# decoys spreads



## honker (Feb 13, 2005)

whats does your decoys spread consist of?


----------



## SNOWSNBLUES (Oct 23, 2004)

Well, I always try to add on and upgrade abit each year. This year we'll be running 1200+ windsocks, 150-200 floaters and 9 dozen Hardcores.


----------



## Ty (Mar 11, 2004)

about 800 custom socks with about 50% with heads.

125 silos

4 dozen full bodies

NO RAGS!

84 shells

dozen

Over 200 floaters

partridge in pear tree

first year of my newest toy- JACKITE
Thing looks like fun if anything. HAHA!

:sniper: Shoot em in the lips!


----------



## goose (Jul 19, 2003)

We will run 900-1300 windsocks with 90-100 floaters if we hunt ponds. We did pretty well last fall with 4-500 windsocks so I am eager to see what 1000 will do.


----------



## wooduck26 (Mar 21, 2002)

56 Stuffers........... :roll: Some of you get it right?


----------



## gandergrinder (Mar 10, 2002)

Please tell me I don't have to hear about the magical powers of the stuffers everyday. :lol:


----------



## goose (Jul 19, 2003)

Set tasks -
**1)** Reproduce the passage of the decoy spread thread from "Well, I always" up to and including "(Mar 11, 2004)".
**2)** Write the next part of the forum thread on decoy spreads, starting right after its final line.

Provided data -
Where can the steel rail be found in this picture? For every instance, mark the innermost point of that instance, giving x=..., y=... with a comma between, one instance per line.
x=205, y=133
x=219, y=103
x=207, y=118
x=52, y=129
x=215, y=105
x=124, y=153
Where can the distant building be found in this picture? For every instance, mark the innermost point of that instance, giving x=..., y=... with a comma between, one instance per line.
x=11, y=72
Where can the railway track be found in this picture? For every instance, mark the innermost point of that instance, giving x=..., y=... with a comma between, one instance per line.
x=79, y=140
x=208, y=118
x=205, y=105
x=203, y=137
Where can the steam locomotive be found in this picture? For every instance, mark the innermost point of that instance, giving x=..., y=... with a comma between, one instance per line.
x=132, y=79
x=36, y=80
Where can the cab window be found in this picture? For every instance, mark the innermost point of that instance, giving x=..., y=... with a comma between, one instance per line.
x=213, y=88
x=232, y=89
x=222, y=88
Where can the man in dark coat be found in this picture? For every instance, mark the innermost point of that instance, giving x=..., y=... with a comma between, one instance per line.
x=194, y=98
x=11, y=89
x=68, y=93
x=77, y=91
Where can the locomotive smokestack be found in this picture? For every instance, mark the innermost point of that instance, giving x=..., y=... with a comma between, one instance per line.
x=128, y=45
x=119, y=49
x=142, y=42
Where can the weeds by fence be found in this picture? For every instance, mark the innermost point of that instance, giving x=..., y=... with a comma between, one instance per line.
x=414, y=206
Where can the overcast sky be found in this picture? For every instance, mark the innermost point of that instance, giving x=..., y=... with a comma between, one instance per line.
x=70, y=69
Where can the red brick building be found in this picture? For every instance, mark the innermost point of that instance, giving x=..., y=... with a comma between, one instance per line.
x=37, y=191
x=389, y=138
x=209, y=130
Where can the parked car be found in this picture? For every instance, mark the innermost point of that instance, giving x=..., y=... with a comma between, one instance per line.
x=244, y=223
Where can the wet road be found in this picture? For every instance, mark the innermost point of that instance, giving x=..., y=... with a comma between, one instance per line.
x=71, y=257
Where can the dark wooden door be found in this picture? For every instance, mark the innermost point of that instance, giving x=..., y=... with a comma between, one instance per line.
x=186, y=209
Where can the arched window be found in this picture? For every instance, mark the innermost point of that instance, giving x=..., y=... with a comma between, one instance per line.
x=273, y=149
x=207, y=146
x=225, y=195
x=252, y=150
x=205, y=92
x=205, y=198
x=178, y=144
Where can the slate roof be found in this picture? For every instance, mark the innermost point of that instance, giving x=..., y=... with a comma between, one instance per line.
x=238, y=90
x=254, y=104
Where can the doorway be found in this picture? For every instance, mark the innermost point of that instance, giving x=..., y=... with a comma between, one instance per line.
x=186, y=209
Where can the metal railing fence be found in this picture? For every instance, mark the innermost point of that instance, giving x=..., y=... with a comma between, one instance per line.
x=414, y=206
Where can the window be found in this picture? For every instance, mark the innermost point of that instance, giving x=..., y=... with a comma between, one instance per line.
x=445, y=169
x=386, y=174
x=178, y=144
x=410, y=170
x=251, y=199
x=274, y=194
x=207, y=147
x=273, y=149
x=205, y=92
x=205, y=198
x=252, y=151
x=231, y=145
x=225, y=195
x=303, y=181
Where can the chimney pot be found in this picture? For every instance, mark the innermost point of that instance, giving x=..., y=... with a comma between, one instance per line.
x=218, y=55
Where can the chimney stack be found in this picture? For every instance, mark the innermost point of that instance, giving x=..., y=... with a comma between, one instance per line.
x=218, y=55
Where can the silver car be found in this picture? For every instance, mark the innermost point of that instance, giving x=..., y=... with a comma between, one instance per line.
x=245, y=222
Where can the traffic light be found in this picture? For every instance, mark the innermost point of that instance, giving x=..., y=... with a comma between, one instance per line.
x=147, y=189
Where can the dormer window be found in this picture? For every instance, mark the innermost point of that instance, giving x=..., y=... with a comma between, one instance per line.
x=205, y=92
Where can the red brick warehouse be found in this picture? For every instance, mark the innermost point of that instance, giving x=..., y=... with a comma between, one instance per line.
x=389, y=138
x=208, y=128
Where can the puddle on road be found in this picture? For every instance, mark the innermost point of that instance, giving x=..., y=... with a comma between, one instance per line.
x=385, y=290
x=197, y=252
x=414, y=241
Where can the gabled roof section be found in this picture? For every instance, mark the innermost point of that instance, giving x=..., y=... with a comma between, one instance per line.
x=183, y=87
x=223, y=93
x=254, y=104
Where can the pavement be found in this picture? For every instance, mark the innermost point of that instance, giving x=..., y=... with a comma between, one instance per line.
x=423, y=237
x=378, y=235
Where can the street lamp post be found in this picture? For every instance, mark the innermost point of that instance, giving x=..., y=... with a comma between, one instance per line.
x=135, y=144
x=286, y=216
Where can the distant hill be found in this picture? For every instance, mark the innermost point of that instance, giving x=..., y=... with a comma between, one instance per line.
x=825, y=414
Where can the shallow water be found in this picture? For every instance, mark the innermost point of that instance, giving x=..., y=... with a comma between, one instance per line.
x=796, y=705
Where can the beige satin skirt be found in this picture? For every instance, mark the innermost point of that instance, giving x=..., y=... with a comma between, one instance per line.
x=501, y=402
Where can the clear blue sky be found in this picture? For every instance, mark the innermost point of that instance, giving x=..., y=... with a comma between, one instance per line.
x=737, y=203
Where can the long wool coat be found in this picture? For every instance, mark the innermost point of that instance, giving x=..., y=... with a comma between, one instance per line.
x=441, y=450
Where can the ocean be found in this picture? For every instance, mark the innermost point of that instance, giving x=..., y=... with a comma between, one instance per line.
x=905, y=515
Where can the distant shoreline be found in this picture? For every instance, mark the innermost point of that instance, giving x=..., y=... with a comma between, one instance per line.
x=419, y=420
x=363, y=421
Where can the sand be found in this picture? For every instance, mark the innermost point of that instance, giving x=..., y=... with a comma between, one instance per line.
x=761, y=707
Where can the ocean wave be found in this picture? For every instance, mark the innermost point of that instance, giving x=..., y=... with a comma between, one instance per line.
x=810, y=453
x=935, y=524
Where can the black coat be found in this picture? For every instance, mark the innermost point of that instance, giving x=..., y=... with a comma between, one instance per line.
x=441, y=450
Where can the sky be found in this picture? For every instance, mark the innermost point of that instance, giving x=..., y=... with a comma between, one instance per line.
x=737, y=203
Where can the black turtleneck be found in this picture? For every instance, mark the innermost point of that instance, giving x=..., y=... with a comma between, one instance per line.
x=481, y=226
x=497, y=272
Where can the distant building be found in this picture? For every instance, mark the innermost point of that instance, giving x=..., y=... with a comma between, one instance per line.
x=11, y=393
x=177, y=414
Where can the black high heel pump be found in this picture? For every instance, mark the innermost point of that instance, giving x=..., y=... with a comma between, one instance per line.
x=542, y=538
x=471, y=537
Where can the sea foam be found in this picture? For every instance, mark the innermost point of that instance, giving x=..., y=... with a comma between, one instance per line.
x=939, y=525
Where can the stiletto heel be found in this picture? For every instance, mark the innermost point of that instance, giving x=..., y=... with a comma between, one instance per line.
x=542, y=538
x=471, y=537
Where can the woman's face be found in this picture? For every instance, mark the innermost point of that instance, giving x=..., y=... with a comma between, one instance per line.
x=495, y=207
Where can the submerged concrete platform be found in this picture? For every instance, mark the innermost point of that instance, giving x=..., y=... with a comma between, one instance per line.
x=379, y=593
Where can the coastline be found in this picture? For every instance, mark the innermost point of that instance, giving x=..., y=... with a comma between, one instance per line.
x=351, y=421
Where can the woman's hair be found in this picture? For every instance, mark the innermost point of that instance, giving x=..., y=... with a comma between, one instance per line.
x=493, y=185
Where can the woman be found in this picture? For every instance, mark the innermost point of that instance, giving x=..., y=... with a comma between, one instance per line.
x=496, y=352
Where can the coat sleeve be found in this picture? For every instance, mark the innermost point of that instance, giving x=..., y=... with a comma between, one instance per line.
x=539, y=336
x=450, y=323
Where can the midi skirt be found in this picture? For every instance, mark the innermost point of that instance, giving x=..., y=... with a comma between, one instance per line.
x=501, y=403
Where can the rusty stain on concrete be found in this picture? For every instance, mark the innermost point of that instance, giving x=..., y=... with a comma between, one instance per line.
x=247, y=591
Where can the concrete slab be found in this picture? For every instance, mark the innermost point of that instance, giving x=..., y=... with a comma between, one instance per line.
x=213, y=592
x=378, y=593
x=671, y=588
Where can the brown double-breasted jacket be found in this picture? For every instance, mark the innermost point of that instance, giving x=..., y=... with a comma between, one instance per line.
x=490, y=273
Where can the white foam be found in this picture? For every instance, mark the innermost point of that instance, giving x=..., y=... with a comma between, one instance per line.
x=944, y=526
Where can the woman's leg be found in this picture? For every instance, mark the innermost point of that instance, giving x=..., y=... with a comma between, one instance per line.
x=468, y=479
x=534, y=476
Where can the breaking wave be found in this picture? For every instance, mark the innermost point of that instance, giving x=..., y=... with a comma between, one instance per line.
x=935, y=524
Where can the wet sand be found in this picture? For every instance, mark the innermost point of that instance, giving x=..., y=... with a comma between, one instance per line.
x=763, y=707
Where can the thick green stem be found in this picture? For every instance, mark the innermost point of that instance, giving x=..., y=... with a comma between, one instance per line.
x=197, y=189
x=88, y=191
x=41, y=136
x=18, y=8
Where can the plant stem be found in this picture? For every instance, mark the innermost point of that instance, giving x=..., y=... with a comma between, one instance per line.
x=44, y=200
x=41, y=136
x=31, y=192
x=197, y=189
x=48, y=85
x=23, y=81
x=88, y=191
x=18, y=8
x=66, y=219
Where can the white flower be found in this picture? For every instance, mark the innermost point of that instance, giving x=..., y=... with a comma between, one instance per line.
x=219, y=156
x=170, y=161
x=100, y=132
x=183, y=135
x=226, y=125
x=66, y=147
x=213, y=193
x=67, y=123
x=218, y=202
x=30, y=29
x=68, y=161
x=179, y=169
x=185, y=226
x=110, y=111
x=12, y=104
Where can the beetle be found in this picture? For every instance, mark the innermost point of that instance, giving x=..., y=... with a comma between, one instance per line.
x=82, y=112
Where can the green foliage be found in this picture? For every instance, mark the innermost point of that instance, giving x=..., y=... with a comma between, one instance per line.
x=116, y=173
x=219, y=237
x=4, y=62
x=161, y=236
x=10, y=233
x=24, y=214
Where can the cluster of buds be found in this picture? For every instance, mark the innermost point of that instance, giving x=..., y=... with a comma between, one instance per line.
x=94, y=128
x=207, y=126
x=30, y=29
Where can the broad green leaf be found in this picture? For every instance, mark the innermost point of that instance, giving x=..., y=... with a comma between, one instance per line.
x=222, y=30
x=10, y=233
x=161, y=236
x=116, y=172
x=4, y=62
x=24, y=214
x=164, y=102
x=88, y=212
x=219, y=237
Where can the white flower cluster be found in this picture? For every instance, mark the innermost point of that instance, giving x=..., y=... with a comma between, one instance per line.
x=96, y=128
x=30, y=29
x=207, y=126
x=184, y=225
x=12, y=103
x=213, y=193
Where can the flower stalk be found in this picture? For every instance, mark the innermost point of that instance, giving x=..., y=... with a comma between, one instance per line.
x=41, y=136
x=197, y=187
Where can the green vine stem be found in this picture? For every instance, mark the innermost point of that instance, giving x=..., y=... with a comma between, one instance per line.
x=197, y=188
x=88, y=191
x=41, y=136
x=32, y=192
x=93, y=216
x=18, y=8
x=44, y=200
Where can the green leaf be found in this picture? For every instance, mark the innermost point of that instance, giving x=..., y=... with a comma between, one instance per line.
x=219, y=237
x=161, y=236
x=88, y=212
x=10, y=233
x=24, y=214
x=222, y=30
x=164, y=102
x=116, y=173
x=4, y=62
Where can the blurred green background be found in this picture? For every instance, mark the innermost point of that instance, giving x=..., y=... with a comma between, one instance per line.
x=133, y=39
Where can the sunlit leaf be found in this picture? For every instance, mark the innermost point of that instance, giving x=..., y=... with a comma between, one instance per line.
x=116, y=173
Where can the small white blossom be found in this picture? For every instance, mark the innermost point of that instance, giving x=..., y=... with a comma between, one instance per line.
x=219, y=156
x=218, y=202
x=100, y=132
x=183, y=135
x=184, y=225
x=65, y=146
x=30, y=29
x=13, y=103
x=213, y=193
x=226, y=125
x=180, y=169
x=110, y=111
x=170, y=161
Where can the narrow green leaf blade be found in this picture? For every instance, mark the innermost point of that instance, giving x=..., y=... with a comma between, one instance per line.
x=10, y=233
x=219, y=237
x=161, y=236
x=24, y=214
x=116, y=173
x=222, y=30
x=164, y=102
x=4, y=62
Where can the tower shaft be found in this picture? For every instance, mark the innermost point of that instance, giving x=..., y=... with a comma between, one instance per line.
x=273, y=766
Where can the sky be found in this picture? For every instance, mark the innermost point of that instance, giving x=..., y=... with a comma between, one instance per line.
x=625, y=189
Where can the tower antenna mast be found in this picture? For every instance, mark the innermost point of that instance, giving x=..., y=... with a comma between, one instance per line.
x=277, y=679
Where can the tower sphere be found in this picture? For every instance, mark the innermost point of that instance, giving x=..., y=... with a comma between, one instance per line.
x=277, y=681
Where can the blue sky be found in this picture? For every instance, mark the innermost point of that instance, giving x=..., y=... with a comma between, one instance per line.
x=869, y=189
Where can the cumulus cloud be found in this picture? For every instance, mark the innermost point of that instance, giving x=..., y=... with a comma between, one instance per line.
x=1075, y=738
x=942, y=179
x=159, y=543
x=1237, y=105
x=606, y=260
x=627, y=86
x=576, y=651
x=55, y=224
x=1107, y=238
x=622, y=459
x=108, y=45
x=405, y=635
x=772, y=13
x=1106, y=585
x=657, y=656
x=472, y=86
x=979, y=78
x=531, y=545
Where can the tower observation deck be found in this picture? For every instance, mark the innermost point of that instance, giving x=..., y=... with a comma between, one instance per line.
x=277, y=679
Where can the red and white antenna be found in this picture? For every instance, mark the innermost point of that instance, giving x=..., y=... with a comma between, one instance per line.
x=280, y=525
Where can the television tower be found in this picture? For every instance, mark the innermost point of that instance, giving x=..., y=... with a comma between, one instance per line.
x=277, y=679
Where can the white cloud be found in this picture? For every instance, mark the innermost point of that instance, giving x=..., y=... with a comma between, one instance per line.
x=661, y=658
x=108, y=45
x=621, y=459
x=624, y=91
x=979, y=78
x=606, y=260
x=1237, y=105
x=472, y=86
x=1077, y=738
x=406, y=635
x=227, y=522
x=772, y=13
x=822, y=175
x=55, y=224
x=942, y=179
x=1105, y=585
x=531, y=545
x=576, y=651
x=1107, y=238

Answers to the tasks -
**1)**
Well, I always try to add on and upgrade abit each year. This year we'll be running 1200+ windsocks, 150-200 floaters and 9 dozen Hardcores.


----------



## Ty (Mar 11, 2004)

**2)**
From what Terry Norris sais everyone should forget the plastics and go to stuffers.


----------



## mallardhunter (May 15, 2004)

:eyeroll:


----------



## Ty (Mar 11, 2004)

seriously,

This year I may try a couple stuffers. More just for fun if I get the time really.

BUt the 56 stuffers........... thats now a waterfowling forum legend by now.

It doesnt matter if the post is about the price of beans........ it will somehow end up having to do with 56 stuffers in the end. HA!


----------



## wooduck26 (Mar 21, 2002)

Sorry TY, I couldnt resist.......it is a classic among Snow Hunters from here on out......


----------



## Top Flight Waterfowling (Oct 21, 2004)

I dont know exact numbers but its pretty close but here we go, 800 Northwind Windsock Decoys, 75 Silos, 4 Goose Magnets, and a couple dozen of shells decoys, + flags, 4 guys, 4 layoutblinds, 2 e-callers, 2 cases of shells, im just waiting on a phone call.....................
:sniper: Case of Snow and Blue Goose Fever
Antibiotic: A day laying in your spread with the birds plentiful.

Adam :wink:


----------



## GooseBuster3 (Mar 1, 2002)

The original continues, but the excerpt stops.